# start of Material for this task

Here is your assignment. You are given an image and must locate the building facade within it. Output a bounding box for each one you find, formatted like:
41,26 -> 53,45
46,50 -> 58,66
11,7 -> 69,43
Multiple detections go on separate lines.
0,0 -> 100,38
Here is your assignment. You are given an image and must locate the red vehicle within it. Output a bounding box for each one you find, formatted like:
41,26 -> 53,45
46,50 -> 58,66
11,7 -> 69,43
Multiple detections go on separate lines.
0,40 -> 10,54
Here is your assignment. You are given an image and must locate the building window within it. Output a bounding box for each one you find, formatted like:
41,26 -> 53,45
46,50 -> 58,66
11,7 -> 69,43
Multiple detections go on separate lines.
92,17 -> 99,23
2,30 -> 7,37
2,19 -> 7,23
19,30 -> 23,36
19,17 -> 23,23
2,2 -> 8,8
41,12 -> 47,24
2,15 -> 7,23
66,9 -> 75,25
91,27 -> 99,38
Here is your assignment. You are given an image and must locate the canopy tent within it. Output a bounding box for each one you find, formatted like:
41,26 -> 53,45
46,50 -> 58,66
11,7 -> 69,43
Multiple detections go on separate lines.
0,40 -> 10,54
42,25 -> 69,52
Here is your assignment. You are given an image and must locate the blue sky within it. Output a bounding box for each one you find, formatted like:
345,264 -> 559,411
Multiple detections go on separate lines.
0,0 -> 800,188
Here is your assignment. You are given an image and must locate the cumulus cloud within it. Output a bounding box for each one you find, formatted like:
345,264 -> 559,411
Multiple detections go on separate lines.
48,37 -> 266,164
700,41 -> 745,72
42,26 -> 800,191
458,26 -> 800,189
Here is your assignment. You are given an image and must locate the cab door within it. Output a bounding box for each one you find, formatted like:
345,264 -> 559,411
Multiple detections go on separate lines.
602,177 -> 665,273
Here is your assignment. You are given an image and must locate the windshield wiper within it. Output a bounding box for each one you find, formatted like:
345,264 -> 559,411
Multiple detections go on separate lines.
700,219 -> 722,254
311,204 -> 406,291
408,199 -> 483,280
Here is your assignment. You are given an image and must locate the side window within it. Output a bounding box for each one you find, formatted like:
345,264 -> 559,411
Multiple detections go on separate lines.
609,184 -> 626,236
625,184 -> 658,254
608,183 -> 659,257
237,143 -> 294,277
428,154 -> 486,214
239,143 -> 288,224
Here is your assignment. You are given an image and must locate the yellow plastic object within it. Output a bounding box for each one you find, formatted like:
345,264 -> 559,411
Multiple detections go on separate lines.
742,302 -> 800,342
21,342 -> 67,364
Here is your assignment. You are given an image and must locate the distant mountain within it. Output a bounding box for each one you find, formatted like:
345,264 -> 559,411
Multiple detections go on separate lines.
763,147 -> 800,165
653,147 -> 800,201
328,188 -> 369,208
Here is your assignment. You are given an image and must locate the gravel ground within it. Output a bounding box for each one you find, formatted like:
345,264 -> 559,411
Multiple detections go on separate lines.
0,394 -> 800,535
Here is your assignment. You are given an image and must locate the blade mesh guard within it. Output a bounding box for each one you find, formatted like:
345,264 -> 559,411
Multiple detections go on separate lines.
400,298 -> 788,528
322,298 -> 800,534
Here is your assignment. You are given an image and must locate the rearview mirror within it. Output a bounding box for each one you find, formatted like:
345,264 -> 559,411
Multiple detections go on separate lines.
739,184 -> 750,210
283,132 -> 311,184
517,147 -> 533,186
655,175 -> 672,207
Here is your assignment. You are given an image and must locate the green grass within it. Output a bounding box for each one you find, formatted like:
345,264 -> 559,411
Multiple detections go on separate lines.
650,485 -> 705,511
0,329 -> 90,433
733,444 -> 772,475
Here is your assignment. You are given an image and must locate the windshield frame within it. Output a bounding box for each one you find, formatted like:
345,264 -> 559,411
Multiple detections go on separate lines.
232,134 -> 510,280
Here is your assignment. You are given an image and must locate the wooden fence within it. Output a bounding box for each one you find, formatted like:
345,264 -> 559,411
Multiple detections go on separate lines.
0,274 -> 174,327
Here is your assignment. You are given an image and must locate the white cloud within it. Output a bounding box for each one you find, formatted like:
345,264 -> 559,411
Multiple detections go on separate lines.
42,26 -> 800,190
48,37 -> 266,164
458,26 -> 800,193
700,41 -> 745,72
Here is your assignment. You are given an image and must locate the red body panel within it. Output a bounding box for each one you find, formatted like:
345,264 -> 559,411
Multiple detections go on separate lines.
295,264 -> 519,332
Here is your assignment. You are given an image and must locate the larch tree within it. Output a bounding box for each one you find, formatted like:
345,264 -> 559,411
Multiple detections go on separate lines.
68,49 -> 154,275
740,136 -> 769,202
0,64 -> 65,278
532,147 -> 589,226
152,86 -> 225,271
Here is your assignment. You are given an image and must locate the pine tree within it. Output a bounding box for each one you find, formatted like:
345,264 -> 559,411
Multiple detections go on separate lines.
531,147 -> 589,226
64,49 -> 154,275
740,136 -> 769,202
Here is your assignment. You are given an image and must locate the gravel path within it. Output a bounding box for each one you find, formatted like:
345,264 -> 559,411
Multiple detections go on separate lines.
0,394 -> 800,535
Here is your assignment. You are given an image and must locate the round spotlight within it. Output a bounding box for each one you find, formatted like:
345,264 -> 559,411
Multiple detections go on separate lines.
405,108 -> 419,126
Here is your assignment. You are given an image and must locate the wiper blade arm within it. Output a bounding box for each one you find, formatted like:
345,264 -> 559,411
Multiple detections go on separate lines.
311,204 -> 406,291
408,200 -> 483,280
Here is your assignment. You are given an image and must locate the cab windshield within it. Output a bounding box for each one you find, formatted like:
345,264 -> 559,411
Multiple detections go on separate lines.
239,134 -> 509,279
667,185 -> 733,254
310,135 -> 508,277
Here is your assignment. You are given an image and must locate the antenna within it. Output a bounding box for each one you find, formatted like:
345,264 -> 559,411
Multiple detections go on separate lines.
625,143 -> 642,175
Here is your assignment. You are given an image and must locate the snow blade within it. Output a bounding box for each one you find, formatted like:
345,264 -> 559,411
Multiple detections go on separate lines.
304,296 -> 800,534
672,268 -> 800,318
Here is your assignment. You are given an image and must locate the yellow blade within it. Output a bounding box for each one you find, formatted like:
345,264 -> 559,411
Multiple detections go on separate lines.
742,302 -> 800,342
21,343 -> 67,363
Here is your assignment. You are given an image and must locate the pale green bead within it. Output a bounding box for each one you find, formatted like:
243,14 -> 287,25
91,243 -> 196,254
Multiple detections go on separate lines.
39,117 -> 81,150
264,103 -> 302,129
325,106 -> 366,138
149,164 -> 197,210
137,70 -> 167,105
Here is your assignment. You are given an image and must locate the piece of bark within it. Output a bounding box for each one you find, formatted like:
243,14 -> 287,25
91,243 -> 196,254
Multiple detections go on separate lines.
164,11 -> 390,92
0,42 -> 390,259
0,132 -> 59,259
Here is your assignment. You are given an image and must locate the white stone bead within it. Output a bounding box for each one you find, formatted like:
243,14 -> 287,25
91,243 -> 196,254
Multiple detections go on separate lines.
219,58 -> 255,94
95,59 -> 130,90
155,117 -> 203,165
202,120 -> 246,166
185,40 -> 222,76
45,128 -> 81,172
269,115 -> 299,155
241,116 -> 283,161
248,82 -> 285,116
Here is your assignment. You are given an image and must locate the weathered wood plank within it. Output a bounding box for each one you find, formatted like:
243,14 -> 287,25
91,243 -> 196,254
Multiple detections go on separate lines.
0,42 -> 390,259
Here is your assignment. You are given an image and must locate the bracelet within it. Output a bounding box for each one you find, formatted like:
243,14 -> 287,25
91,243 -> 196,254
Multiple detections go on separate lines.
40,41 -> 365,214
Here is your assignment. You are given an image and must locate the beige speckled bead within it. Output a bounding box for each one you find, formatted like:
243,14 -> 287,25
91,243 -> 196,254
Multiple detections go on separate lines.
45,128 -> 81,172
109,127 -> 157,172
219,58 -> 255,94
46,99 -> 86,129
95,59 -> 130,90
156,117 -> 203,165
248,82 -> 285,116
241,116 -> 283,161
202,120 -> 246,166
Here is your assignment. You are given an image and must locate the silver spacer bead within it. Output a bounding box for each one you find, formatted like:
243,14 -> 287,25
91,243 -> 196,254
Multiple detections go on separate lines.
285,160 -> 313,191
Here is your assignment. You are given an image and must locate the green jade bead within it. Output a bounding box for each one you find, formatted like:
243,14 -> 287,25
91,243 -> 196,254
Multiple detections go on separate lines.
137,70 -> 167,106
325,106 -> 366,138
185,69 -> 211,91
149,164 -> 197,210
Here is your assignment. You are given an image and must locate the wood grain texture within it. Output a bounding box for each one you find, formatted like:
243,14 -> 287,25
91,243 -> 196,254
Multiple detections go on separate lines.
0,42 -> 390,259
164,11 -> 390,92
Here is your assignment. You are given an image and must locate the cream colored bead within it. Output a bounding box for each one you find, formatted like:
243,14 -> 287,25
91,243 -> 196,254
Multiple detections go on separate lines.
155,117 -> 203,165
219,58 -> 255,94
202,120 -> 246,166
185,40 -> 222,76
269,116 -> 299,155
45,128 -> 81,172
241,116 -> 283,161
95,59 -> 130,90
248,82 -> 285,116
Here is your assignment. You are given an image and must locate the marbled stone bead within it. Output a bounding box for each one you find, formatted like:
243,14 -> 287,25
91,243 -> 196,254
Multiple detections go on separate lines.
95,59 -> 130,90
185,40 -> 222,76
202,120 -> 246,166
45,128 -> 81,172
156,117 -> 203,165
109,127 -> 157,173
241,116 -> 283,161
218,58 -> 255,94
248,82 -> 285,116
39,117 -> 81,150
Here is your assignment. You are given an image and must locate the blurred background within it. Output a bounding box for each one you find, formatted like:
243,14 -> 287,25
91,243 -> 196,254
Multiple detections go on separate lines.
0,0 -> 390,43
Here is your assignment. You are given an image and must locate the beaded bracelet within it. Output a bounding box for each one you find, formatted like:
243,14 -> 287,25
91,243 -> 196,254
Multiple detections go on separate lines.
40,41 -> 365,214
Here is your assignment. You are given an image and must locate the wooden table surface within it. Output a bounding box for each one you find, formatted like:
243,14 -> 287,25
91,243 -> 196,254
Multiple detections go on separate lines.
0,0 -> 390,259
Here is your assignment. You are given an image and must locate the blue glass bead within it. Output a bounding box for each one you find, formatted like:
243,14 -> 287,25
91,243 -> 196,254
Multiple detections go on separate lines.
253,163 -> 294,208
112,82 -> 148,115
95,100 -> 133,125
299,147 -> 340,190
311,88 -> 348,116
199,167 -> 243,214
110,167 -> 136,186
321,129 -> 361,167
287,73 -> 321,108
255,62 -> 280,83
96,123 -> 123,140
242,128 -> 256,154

# end of Material for this task

Copy out everything from the line containing "locate the round" down to the line containing "405,108 -> 419,126", both of those lines included, with every character unchanged.

Answer below –
Here is your assignment. You are given an image and must locate the round spotlight within it. Output a bounding box for each one you find, formatted like:
345,264 -> 559,411
Multiple detections go on separate lines.
405,108 -> 419,126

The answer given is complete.